Text segment –
►
Tryptophan operon consists of Tryptophan which acts as a co repressor which has its effects on expression of transcription. Operon consists of structural genes and the promoter where in the presence of co repressor repression or transcription of structural genes occur and in the absence of the latter transcription of structural genes occur.
Catabolite repression was earlier termed as glucose repression where during the culture glucose prevents the formation of cAMP which is used for the regulation of activity of CRP. Where CRP plays an important role in regulation of transcription of large number of operons.
- If you knew the amino acid sequence of a peptide could you use that information to find the gene in a pool of genomic DNA. If so, how might you do this.b. How does a cell recognize which strand is the sense strand? How does the RNA polymerase enzyme actually know where to start making a message. Flow about stopping?
c. What is PCR? How do you do it?
d. What is RNAi?
The sense strand begins from the 5’ end and goes to the 3’ end which is also called as the coding strand which contains same information as of the anti sense strand. The two strands run anti parallel to each other.
Polymerase Chain Reaction is a process of production of mass quantities of DNA for experimental purpose. A solution containing primers and a strand of DNA is heated for 100 degrees C at a point where DNA strands break and on cooling the primers bind to the DNA strands leading to the formation of two new DNA molecules single stranded and double stranded before and after the primer.
A double stranded RNA(dsRNA) when suppresses the process of gene expression is called as RNA interference which is also know as post transcriptional gene silencing.
- Discuss three ways that bacteria can transfer DNA between cells,
b. What is the difference between lyric and lysogenic viral replication?
◄
What to do – Continue the molecular biology study notes on operons, PCR, and RNA interference from the point at which they end. The records that come next are taken from a different source.

Excerpted data –
►
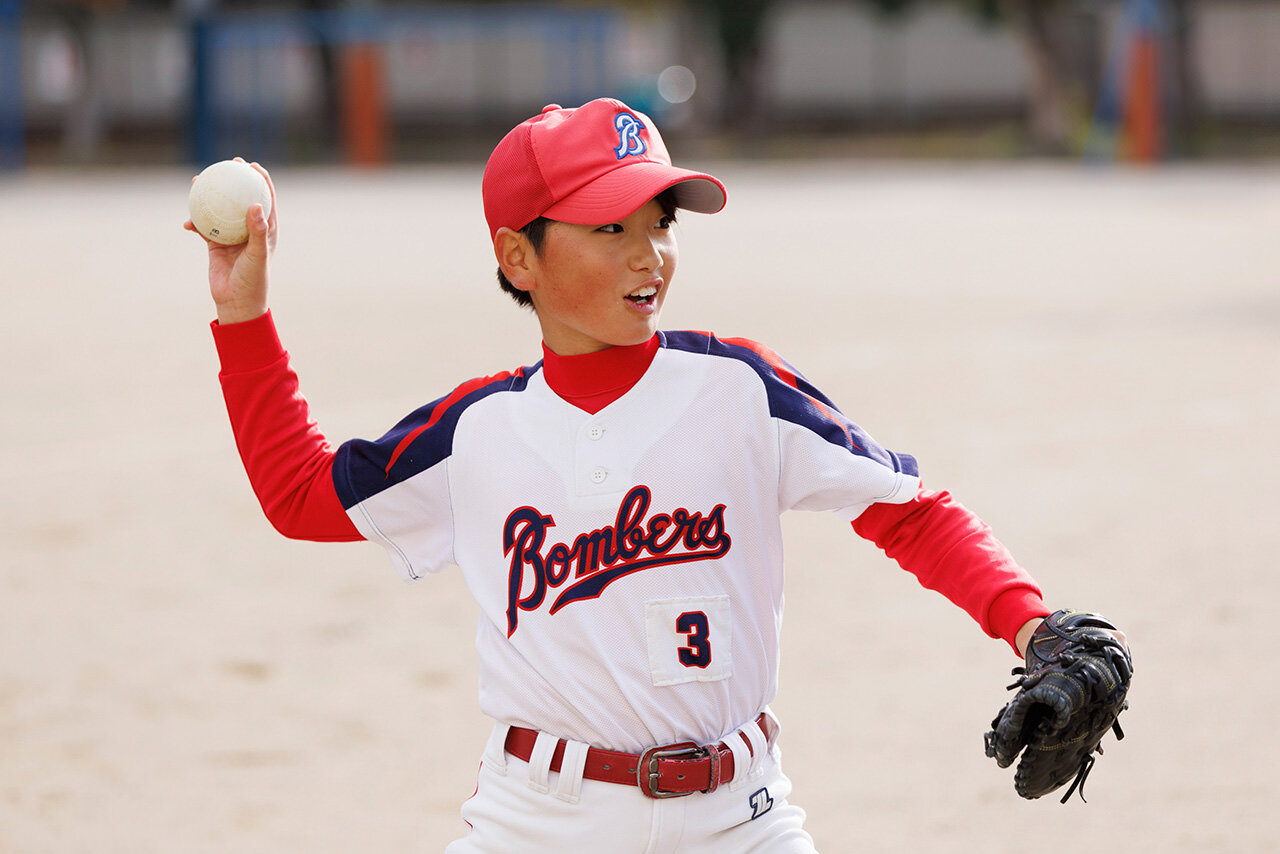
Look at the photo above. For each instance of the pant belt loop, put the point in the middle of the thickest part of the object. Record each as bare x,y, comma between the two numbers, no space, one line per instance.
540,762
570,785
759,747
736,743
496,753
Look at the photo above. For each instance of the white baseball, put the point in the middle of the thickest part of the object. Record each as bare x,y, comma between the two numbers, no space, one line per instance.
222,196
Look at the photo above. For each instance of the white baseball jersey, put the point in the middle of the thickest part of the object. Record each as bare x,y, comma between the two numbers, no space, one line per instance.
627,563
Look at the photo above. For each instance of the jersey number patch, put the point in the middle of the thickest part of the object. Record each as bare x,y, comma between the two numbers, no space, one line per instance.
689,639
698,651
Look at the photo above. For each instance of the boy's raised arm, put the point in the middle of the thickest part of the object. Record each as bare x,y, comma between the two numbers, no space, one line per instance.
288,461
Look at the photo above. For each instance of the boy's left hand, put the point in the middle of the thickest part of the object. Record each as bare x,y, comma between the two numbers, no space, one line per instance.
240,274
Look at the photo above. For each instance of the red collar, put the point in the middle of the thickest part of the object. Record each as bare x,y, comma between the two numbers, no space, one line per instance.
593,380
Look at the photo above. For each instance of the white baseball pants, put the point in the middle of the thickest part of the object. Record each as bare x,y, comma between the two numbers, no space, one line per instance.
524,807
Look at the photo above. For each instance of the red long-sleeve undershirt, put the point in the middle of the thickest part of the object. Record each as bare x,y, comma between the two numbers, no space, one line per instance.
289,465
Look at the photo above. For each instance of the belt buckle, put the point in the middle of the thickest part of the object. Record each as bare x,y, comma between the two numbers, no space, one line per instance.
648,775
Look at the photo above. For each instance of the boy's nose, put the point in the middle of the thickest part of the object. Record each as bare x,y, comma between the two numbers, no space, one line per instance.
645,255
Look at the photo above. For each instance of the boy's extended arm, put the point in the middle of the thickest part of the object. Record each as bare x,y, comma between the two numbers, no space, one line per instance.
288,461
955,553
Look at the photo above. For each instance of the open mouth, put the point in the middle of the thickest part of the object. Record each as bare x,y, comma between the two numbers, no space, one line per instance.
644,296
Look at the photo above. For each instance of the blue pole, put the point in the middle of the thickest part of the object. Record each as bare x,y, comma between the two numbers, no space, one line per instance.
12,124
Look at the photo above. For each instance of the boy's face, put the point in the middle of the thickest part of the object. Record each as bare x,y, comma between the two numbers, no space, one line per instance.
603,286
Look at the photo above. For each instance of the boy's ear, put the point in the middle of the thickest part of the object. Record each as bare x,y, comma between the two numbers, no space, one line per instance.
516,257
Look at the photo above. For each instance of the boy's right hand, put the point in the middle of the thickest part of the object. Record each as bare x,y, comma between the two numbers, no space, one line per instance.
238,275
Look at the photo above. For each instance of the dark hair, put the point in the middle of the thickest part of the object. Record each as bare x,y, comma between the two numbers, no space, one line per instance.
536,234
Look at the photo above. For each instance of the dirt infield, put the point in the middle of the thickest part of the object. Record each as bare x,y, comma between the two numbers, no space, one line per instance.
1089,357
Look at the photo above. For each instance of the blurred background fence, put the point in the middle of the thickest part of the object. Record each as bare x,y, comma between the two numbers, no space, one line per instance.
370,82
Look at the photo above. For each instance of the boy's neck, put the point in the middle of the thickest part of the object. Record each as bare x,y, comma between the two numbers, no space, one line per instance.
593,380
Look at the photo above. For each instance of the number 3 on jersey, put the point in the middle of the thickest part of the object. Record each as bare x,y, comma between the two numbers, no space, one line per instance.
698,649
690,640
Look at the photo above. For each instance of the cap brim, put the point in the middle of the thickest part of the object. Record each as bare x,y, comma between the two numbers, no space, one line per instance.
618,193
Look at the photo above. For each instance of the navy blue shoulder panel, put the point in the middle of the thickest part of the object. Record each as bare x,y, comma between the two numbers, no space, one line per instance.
424,438
792,397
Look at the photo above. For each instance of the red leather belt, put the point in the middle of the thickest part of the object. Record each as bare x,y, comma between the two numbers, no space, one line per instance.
667,771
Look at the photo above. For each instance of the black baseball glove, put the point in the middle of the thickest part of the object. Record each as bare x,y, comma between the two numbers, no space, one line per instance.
1069,694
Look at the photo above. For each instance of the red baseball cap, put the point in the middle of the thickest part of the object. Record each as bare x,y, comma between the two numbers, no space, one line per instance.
590,165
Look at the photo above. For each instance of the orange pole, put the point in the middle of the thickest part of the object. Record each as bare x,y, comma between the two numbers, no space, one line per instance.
364,105
1143,122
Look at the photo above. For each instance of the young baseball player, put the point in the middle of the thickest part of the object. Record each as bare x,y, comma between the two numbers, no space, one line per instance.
613,507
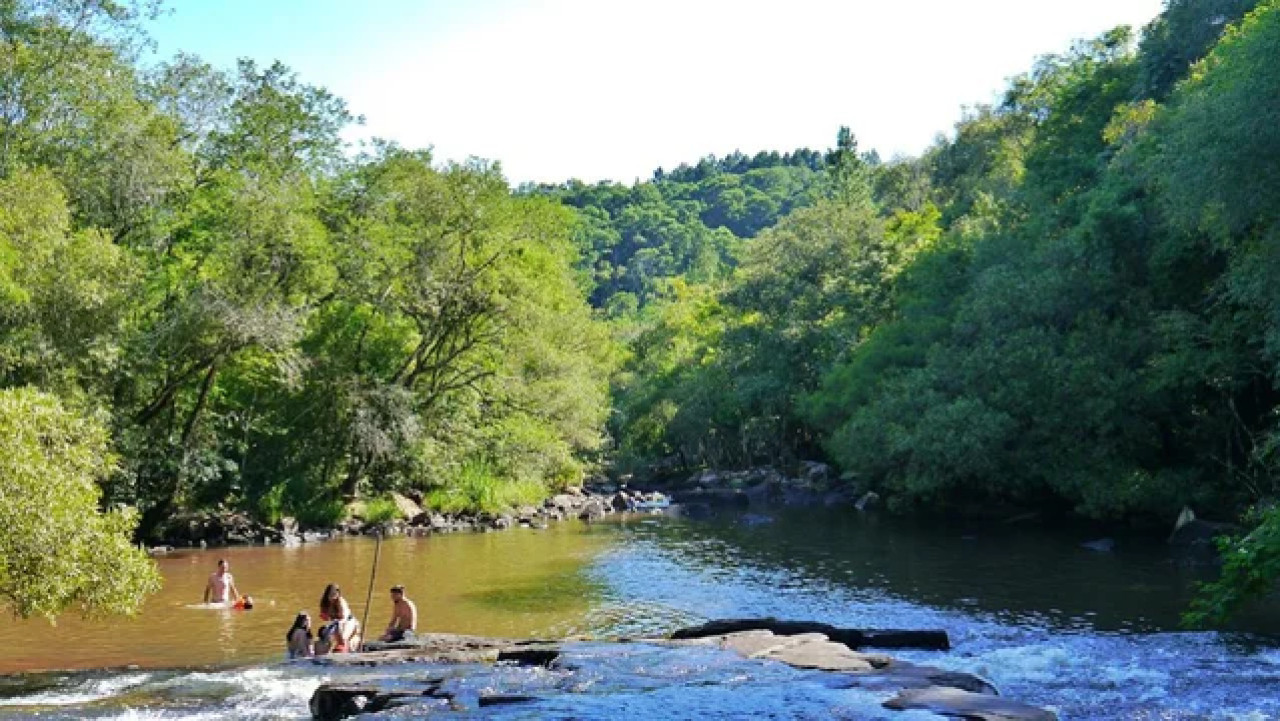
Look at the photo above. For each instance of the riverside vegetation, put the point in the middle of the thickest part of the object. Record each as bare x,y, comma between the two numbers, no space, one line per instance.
1072,304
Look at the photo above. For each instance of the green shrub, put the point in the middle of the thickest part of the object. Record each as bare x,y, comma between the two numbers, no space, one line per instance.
380,510
478,488
321,512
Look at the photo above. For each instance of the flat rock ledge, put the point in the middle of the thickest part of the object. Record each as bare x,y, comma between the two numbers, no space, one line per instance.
795,643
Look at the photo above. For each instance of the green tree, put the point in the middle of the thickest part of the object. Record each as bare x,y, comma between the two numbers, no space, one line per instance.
58,552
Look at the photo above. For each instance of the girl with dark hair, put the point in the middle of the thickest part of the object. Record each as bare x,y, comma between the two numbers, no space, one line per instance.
334,608
298,638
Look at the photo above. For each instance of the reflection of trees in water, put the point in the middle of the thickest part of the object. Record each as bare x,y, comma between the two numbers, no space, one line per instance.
629,619
1018,574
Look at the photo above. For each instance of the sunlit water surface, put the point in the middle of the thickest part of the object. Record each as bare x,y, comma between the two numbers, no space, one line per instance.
1091,635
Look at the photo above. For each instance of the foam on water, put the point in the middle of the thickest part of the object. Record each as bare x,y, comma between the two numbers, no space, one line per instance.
81,693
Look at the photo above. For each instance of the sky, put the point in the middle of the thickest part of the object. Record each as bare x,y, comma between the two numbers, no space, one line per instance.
615,89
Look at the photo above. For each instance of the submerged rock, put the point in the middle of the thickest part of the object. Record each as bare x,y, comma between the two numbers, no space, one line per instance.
853,638
967,704
1101,546
917,687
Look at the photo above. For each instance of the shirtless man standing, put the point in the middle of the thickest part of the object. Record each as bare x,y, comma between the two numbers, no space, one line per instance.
220,587
403,616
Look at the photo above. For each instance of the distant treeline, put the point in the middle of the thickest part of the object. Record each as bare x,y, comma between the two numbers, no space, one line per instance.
1070,304
195,259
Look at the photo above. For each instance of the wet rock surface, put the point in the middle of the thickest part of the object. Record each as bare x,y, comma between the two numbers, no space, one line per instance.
906,685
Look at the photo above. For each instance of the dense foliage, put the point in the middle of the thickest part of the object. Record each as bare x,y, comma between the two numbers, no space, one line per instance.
58,552
688,223
266,319
1073,304
1070,304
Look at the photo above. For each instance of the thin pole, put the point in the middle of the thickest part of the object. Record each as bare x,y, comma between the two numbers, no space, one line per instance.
369,598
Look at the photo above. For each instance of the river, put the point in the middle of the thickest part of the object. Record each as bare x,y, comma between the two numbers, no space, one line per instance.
1087,634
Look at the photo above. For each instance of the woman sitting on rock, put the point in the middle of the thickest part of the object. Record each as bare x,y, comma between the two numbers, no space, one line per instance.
298,639
334,607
◄
Output for this task –
In bacteria gene transfer occurs in three ways:
Bacteria after lyses release structural DNA in to the environment which is take up by other bacteria by the process of recombination thus leading to the process of transformation.
Transfer of the DNA using a virus also known as a bacteriophage is called transduction. The virus infects the bacteria and carries the DNA to another cell and transfer the DNA by injecting into the bacterial cell resulting in cross over linkage producing a recombinant cell.
The process of conjugation requires plasmids which are male and female in structure. The transfer of plasmids from male to a female occurs through a cytoplasmic bridge which transfers plasmids from male to female resulting in the formation of two male cells.
Lytic cycle involves attachment of T4 to the receptors on the E.coli cell wall and penetration is done by tail core and the DNA is injected. Parts are synthesized using the host cell and phages mature after the parts are assembled. As the name suggests the new phages are formed after the lyses takes place.
Lysogenic cycle includes attachment of phage to E.coli and injection of DNA. In this cycle the circular phage DNA combines with E.coli DNA leading to the formation of prophage. It undergoes cell division leading to the formation daughter cells with prophage which undergoes lytic cycle.